▸ **Stated exercise a**
According to the interview with Bosede Opetubo, which city does she live in now?

▸ **Text extract**
##############################
Art as a Portal: Navigating Self-Discovery, Collage, and the Transformative Power of Creativity with Bosede Ajibola Opetubo

A new anthology series published by Fortuna Major Press, entitled Queer/Trans Magic, seeks to cultivate a space for LGBTQ2S+ people to share creative works that explore, honor, and transform lineages of queer magic & resilience.

The premise of the series is simple: creativity is a powerful, alchemical form of resistance to cultures of domination. Through our creativity, we forge space for our voices and our bodies—past, present, and future—to thrive in the process of becoming. Who we are, where we come from, how we belong, and the stories we share exist in an infinite web of connection that needs tending; and artists are uniquely poised to tend to and illuminate those connections.

But what exactly is the magic in Queer/Trans Magic? From from collages that draw us into the lush forests of queer Alabama, altars that support transdimensional communion with oneself, and poetry that ushers us through the process of reincarnation — the first issue, Shapeshifting, is full to the brim with creative works that illustrate the inseparable bond between our bodies, our communities, and our landscapes.

Meet Bosede Opetubo, one of 11 featured artists within this first issue, Shapeshifting. She sat down with me to talk about how her mixed media collage art serves as portals through time and space while she explores motherhood and the power of coming home to herself.

The cover design of the first issue of Queer/Trans Magic Magazine. Featuring a golden circle, surrounded by an illustrated wreath. Two Brown hands point toward each other, touching in the middle. A sword is centered behind them.

The cover design of the first issue of Queer/Trans Magic Magazine. Featuring a golden circle, surrounded by an illustrated wreath. Two Brown hands point toward each other, touching in the middle. A sword is centered behind them.

So, just to start off could you share about who you are, where you're creating from?

Great, starting with the hard questions.

You know it.

I'm Bosede Ajibola Opetubo, a Nigerian American artist from the Bronx, now living in Boston. I'm in a phase of self-discovery, having realized at 30 that I hadn't been fully engaged in life. I made a bucket list and started exploring art. Now at 35, I've transitioned from treating art as a hobby to embracing it as my career. Right now I'm in an exploratory phase. My primary mediums are collage, site-specific installation, and I'm experimenting with painting.
##############################
▸ **Supplied entries**
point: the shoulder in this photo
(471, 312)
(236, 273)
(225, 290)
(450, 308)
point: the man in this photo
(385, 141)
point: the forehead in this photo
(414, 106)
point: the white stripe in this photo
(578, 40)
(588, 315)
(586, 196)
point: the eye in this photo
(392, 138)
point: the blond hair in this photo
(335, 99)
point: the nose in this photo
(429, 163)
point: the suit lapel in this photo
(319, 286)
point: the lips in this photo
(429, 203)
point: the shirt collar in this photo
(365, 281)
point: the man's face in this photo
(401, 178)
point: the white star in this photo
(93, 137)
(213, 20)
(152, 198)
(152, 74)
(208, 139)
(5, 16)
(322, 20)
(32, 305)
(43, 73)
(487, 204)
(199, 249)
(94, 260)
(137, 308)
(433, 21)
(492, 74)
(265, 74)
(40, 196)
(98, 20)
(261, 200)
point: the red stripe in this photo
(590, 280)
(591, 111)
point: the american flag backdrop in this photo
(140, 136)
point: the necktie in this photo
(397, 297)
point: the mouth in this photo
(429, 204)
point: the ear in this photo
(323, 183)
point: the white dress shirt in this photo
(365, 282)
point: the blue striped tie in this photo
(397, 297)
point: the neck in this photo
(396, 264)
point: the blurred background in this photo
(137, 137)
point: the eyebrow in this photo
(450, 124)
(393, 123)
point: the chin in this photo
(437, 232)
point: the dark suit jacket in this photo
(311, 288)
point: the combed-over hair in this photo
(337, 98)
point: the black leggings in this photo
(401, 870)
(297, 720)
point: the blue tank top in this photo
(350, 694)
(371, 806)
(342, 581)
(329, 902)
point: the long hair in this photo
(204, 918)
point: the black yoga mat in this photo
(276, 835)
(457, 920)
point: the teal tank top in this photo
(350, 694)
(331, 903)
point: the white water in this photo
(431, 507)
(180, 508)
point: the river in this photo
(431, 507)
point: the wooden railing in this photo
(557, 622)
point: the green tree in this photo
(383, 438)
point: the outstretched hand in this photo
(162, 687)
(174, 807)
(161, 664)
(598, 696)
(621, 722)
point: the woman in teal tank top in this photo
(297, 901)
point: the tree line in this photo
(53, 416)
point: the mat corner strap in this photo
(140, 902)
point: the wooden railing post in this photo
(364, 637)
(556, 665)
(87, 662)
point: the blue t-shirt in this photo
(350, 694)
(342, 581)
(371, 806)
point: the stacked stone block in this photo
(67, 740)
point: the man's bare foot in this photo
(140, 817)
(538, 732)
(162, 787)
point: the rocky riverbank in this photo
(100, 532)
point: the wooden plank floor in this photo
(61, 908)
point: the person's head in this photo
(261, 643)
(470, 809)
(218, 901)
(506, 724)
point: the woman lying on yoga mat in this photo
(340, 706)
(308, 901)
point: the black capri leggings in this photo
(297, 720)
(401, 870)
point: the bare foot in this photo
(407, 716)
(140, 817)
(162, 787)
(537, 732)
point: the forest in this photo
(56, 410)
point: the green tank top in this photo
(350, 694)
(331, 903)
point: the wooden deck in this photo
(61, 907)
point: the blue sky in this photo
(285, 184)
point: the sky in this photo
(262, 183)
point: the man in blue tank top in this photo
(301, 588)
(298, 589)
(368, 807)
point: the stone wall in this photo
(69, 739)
##############################
▸ **Stated exercise b**
Rewrite the rows starting with the line with "point: the sky in this photo" and going on through the end of the rows, replacing "stone wall" with "rock wall" and changing nothing else.

▸ **Correct answer a**
Boston

▸ **Correct answer b**
point: the sky in this photo
(262, 183)
point: the man in blue tank top in this photo
(301, 588)
(298, 589)
(368, 807)
point: the rock wall in this photo
(69, 739)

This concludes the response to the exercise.